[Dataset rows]
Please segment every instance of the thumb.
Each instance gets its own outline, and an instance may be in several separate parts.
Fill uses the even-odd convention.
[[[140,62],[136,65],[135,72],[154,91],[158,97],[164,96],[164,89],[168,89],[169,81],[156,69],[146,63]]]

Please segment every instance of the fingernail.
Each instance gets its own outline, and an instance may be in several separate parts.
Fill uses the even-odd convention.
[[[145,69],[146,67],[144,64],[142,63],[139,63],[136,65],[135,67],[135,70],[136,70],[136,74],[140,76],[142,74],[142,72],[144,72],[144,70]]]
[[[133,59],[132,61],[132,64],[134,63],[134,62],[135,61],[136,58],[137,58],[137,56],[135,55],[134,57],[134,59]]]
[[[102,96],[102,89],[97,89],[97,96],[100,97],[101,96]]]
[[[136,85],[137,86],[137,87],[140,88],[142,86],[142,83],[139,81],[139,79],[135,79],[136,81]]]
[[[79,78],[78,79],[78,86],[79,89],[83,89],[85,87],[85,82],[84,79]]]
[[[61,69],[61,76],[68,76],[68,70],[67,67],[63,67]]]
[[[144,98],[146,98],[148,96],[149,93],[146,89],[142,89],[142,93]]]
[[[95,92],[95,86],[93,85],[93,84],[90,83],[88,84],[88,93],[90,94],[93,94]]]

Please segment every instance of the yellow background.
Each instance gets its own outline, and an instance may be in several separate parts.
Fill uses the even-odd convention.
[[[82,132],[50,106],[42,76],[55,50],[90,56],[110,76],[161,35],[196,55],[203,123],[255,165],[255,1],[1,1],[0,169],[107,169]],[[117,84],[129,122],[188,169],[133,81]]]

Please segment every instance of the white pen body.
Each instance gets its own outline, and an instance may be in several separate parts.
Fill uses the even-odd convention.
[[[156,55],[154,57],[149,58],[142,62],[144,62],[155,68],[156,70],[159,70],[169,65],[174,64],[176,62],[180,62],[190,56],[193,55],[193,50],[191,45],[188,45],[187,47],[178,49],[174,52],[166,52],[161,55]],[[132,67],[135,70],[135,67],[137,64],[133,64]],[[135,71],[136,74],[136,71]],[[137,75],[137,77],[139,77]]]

-- PROMPT --
Reproduce the items, starting at the line that contains "Please segment every instance of the fingernail." and stopping at the end of the items, with "outline" renamed to "polygon" throughout and nothing else altered.

-- FINISHED TASK --
Please segment every instance of the fingernail.
Each instance gets its own polygon, and an instance may be in several separate parts.
Fill uses the even-odd convention.
[[[145,69],[146,67],[144,64],[142,63],[139,63],[136,65],[135,67],[135,70],[136,70],[136,74],[140,76],[142,74],[142,72],[144,72],[144,70]]]
[[[133,59],[132,61],[132,64],[134,63],[134,62],[135,61],[136,58],[137,58],[137,56],[135,55],[134,57],[134,59]]]
[[[102,96],[102,89],[97,89],[97,96],[100,97],[101,96]]]
[[[136,85],[137,86],[137,87],[140,88],[142,86],[142,83],[139,81],[139,79],[135,79],[136,81]]]
[[[79,78],[78,79],[78,86],[79,89],[83,89],[85,87],[85,82],[84,79]]]
[[[61,69],[61,76],[68,76],[68,70],[67,67],[63,67]]]
[[[144,98],[146,98],[148,96],[149,93],[146,89],[142,89],[142,93]]]
[[[95,92],[95,86],[93,85],[93,84],[90,83],[88,84],[88,93],[90,94],[93,94]]]

Please segment every instance of the yellow background.
Each instance gets its own polygon, and an instance may be in several separate parts.
Fill uses the even-odd convention.
[[[82,132],[50,106],[42,76],[55,50],[90,56],[110,76],[161,35],[196,55],[203,123],[255,165],[255,1],[1,1],[0,169],[107,169]],[[117,84],[129,122],[188,169],[133,81]]]

Please segment every instance of the white pen body.
Each instance gets its own polygon, and an instance may be in several separate parts.
Fill uses the even-odd convention.
[[[156,55],[154,57],[149,58],[142,62],[144,62],[155,68],[156,70],[159,70],[169,65],[174,64],[176,62],[180,62],[190,56],[193,55],[193,50],[191,45],[188,45],[187,47],[178,49],[174,52],[166,52],[161,55]],[[132,67],[135,70],[135,67],[137,64],[133,64]],[[135,71],[136,74],[136,71]],[[137,75],[137,77],[139,77]]]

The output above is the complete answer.